Your task: Edit the entries below by replacing every occurrence of "drill" with "exercise", and leave everything else unchanged.

-- START OF Stored records --

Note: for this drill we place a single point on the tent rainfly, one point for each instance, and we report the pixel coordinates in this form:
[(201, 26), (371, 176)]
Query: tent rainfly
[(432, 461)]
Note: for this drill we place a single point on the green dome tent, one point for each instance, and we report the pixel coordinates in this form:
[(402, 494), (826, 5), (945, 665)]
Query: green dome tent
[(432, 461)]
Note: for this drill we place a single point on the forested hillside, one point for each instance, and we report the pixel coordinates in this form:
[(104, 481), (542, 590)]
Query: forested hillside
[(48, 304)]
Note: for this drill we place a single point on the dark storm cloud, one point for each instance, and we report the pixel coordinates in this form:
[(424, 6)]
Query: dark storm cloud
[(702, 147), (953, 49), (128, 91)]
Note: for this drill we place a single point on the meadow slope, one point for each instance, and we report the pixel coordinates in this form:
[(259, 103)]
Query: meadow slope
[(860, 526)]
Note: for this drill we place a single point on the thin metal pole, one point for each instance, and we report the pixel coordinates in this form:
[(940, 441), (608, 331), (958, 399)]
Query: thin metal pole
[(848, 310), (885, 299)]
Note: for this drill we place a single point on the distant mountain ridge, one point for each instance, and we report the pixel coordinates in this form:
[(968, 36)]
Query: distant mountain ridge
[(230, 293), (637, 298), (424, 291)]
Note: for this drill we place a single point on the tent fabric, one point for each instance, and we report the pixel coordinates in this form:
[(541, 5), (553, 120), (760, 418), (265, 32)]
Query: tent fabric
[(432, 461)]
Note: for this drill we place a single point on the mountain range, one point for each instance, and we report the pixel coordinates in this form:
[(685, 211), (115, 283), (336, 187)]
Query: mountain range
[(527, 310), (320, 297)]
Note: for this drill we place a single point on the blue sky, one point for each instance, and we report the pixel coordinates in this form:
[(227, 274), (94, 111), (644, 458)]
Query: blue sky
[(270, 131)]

-- END OF Stored records --

Expected output:
Note: for this exercise we place a single point on the tent rainfly, one point for each instance, and we report the pixel coordinates in this form:
[(201, 26), (371, 176)]
Query: tent rainfly
[(432, 461)]
Note: for this exercise we place a single point on the green dome tent, one point for each instance, and we report the pixel coordinates in this form:
[(402, 494), (826, 5), (945, 665)]
Query: green dome tent
[(432, 461)]
Note: for this exercise we place a single point on the forested hillside, one point for each instance, and we report the pixel coordinates in this form:
[(104, 481), (542, 590)]
Query: forested hillside
[(48, 304)]
Note: for this exercise we place a single point on the dark storm cloud, one point for each instance, and we report the pixel coordinates in this form:
[(424, 6)]
Query: dark storm cloud
[(702, 147), (953, 49), (128, 91)]
Note: for this exercise we place a single point on the meadow slope, one point for each instance, and we report the pixel coordinates in this form:
[(259, 103)]
Query: meadow slope
[(860, 526)]
Note: for this exercise we place a single point on the thin metal pole, one point for each instance, and we report the pixel coordinates in this form:
[(940, 441), (608, 331), (958, 399)]
Query: thin metal pole
[(848, 310), (885, 299)]
Note: for this exercise we place a single point on the distant mountain ridge, one point for each instance, and we report the pixel coordinates in this form:
[(968, 36)]
Query: distant mountain ridge
[(230, 293), (637, 298), (424, 291)]
Note: for this exercise we place a single point on the tent fabric, one point for each instance, and we report the pixel coordinates in this form:
[(541, 5), (553, 120), (760, 418), (265, 32)]
Query: tent fabric
[(432, 461)]
Note: for this exercise we place a single point on the mountain range, one point for each instance, and we report the pixel coordinates in this form:
[(685, 211), (115, 283), (336, 187)]
Query: mountain range
[(527, 310), (320, 297)]
Note: for this exercise we place a single point on the blue sky, one point for each instance, and we report the pixel coordinates in this form:
[(227, 274), (94, 111), (644, 458)]
Query: blue sky
[(270, 131)]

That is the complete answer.